### Text extract
....
From a5b6f6916029fc545ae6b44733499c1325cce102 Mon Sep 17 00:00:00 2001
From: Justus Kuhlmann <82444481+jkuhl-uni@users.noreply.github.com>
Date: Thu, 18 May 2023 18:11:52 +0200
Subject: [PATCH] Slightly better Typechecking when exporting to SQL (#174)

* corret type clause

* add tests, changes in create_json_string

* create json-string now gives back None

* revert changes

* fix panda sql export

* add SQL test

* fixed None type export for csv and sql.gz

* move None parsing to json io

* alter regex

* revert changes

* only replace None with empty str when necessary

* fixed deserialze_df for python 3.7

* add more tesets

* fix case where gz was ignored

* hand voer gz explicitly

* replace nan  by None in non-Obs columns

* moved warning to csv export, mroe tests

* only values able to be nan are put in np.isnan()

* added python float for warning
---
 pyerrors/input/json.py   |   1 -
 pyerrors/input/pandas.py |  52 ++++++++----
 tests/pandas_test.py     | 169 +++++++++++++++++++++++++++++++++++++--
 3 files changed, 198 insertions(+), 24 deletions(-)

diff --git a/pyerrors/input/json.py b/pyerrors/input/json.py
index 0ab23bae..50470bff 100644
--- a/pyerrors/input/json.py
+++ b/pyerrors/input/json.py
@@ -479,7 +479,6 @@ def import_json_string(json_string, verbose=True, full_output=False):
     result : dict
         if full_output=True
     """
-
     return _parse_json_dict(json.loads(json_string), verbose, full_output)
....
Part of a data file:
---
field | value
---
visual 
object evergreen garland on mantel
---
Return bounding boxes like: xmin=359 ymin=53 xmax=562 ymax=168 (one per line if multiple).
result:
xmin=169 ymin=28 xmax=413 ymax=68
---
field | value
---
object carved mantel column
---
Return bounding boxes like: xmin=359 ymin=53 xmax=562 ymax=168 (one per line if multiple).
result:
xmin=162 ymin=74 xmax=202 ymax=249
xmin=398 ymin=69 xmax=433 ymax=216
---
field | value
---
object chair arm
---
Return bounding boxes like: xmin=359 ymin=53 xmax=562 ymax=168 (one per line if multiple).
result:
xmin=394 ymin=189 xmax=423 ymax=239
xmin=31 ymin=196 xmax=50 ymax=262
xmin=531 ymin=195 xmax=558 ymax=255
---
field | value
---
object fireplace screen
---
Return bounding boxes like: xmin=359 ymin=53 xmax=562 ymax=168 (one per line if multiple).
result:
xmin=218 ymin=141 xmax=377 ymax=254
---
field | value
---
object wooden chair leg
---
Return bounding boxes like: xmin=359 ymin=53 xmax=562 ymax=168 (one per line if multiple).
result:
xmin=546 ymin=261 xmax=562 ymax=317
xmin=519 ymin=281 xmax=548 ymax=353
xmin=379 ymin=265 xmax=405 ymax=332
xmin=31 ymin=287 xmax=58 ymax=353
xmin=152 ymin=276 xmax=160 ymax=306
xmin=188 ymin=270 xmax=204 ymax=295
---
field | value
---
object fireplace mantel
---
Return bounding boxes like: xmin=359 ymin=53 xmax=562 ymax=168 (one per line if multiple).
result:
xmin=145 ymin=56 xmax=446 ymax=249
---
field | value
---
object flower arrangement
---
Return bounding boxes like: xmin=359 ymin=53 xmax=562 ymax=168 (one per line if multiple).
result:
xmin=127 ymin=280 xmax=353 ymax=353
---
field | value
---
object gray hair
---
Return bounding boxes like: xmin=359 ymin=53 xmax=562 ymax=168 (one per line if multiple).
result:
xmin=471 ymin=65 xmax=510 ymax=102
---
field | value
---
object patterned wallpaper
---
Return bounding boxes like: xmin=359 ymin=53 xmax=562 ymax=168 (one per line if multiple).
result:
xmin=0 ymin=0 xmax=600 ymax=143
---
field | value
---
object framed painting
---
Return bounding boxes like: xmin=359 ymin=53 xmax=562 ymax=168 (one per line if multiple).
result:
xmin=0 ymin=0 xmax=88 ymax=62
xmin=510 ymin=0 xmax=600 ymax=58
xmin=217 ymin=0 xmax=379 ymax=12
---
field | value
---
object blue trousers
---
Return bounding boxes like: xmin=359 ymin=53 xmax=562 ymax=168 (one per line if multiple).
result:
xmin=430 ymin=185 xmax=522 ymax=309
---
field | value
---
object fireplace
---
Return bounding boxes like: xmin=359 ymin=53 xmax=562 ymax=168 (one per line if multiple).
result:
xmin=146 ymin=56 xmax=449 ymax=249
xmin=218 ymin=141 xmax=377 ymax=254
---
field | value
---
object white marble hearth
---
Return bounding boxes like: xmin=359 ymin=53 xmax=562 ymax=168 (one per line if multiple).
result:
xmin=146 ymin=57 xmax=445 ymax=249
....
### Written problem 1
According to the patch summary, how many files were changed?
### Written problem 2
Reproduce the part of the patch starting with "From a5b6f6916029fc545ae6b44733499c1325cce102 Mon" and going on through "to SQL (#174)".
Rely only on the patch to answer.

### Complete answer 1
Three files.

### Complete answer 2
From a5b6f6916029fc545ae6b44733499c1325cce102 Mon Sep 17 00:00:00 2001
From: Justus Kuhlmann <82444481+jkuhl-uni@users.noreply.github.com>
Date: Thu, 18 May 2023 18:11:52 +0200
Subject: [PATCH] Slightly better Typechecking when exporting to SQL (#174)